Work task. What you return should be every line of the material, unchanged.
Supplied records Block Start
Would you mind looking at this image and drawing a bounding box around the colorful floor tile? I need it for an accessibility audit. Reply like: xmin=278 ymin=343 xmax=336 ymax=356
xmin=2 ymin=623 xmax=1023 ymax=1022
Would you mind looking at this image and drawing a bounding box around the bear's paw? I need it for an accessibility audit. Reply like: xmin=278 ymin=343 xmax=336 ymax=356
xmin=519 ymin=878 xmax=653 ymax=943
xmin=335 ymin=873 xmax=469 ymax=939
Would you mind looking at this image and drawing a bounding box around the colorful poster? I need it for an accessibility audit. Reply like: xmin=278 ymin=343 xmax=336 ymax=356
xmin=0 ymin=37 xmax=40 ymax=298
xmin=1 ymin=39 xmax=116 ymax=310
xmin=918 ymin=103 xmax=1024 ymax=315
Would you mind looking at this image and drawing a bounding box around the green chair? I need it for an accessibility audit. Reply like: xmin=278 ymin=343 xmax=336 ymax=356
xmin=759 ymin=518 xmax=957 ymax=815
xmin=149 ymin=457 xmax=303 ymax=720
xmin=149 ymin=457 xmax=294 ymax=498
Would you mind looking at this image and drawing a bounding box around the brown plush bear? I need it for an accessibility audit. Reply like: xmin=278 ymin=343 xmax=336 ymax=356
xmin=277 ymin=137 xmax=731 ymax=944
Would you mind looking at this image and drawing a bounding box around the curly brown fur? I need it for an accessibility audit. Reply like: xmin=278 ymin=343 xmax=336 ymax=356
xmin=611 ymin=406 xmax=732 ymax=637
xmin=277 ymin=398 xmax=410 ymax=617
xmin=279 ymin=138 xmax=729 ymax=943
Supplied records Block End
Reply.
Would you mind looking at this image and drawing a bounding box around the colorful floor tile? I need it for an accessibility audit. Reply like: xmin=278 ymin=343 xmax=336 ymax=356
xmin=2 ymin=623 xmax=1023 ymax=1022
Would you mind looking at this image and drawing a bounding box around the bear's paw? I need it for an accessibility audit. Reply like: xmin=278 ymin=343 xmax=336 ymax=356
xmin=519 ymin=878 xmax=653 ymax=943
xmin=335 ymin=873 xmax=469 ymax=939
Would you mind looking at this image and drawing a bounding box around the colorful poster? I need it for an accessibility audit. Reply like: xmin=278 ymin=343 xmax=336 ymax=356
xmin=0 ymin=37 xmax=40 ymax=298
xmin=1 ymin=39 xmax=116 ymax=310
xmin=918 ymin=103 xmax=1024 ymax=315
Would you mind looking at this image and drawing a bounding box around the green chair? I need it for an accessibility audit. Reply like: xmin=278 ymin=343 xmax=336 ymax=356
xmin=759 ymin=518 xmax=957 ymax=815
xmin=149 ymin=457 xmax=303 ymax=720
xmin=149 ymin=457 xmax=294 ymax=498
Would you mind looking at this image and drawing a bounding box around the brown plush bear? I need it for an accessibility audit. Reply like: xmin=278 ymin=343 xmax=336 ymax=356
xmin=277 ymin=137 xmax=731 ymax=944
Would you mind looking at this image and drawing a bounding box around the curly brown fur? I need it for an accessibility audit. Reply like: xmin=278 ymin=343 xmax=336 ymax=356
xmin=611 ymin=406 xmax=732 ymax=637
xmin=277 ymin=398 xmax=410 ymax=617
xmin=279 ymin=138 xmax=729 ymax=943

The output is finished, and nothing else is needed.